* What you have to do *
Extend the discussion of YouTube's video storage costs, picking up after its final sentence.

* Supplied text *
★ ★ ★ ★
But if they're not being watched, they don't consume bandwidth. YouTube's costs for hosting a video scale quite linearly with revenue derived from said video.

Is storage really that expensive at Google scale that this would constitute a real cost saving measure after engineering overhead of implementation and PR backlash?


YouTube stores at least 7ish copies of every video (different resolutions) and people record higher quality footage than they used and people have moved more away from bitrate-light vlogs to bitrate-heavy gaming videos.

And when you consider that hard drives have stagnated in price over the past few years, YouTube is doomed if it does not delete unprofitable videos. Unless prices to host content goes down, the whole thing becomes a sort of ponzi.


For a video that is viewed rarely enough they could store one (replicated) copy instead of seven (replicated) copies. Or turn off replication for six of those seven resolutions.


They're not replicas, they're different resolutions.


Yes but presumably there are storage replicas for each version of the video.

The suggested idea, which Google might already do, is to keep the low quality videos in less redundant storage on the theory that they can be re-encoded from the more durably stored original video if the underlying storage fails.
★ ★ ★ ★
[Recorded data]
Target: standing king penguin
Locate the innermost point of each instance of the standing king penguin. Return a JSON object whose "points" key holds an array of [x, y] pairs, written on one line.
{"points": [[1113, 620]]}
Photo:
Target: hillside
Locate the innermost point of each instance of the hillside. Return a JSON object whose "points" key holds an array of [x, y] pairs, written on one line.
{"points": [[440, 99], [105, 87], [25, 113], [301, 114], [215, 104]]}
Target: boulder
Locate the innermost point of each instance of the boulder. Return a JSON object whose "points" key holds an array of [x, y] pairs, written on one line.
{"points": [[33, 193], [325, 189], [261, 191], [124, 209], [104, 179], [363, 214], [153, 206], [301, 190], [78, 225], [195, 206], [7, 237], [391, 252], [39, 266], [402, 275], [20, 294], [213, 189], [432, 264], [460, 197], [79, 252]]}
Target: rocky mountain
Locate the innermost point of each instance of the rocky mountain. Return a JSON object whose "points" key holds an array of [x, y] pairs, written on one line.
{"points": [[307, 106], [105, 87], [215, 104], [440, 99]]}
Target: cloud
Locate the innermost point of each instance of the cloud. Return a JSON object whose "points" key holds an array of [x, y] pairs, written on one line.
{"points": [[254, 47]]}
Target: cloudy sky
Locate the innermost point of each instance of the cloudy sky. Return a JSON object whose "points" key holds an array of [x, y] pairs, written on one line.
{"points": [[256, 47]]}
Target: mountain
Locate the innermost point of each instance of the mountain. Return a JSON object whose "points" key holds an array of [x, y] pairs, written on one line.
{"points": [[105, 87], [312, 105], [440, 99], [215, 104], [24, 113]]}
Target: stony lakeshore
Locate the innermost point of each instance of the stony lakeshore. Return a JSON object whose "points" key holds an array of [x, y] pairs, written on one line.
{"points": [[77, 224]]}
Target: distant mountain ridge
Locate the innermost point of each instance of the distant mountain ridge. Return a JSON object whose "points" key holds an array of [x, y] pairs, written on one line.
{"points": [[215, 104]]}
★ ★ ★ ★
* Output of the task *
>And when you consider that hard drives have stagnated in price over the past few years, YouTube is doomed if it does not delete unprofitable videos

Not necessarily, is storage(and not retrieval) that much of a cost? and if so is youtube's revenue/storage cost actually decreasing? and if it is would the backlash for deleting people's videos worth the reputational cost? especially when you have an entire industry around small people trying to get big, the majority of which will never get there.

Youtube even tried putting a limitation on non-premium users watching 4k video and pulled back on it, can't imagine something as drastic as deleting videos would be worth it.


Cost of storage and cost of storage with a somewhat dependable backup strategy are two very different numbers. Chances are this "delete without naming a reason" clause resolves precisely to videos that won't be missed by many can get relegated to available until taken by bitrot without Google losing face.

Likely multiple stages downhill, from multiple site redundancy to single site but multiple hosts to multiple drives on a single host to single drive but still copied over if the drive reaches some scheduled EOL before of failure. Perhaps there's even a very last stage, available as long as that one drive is still powered up.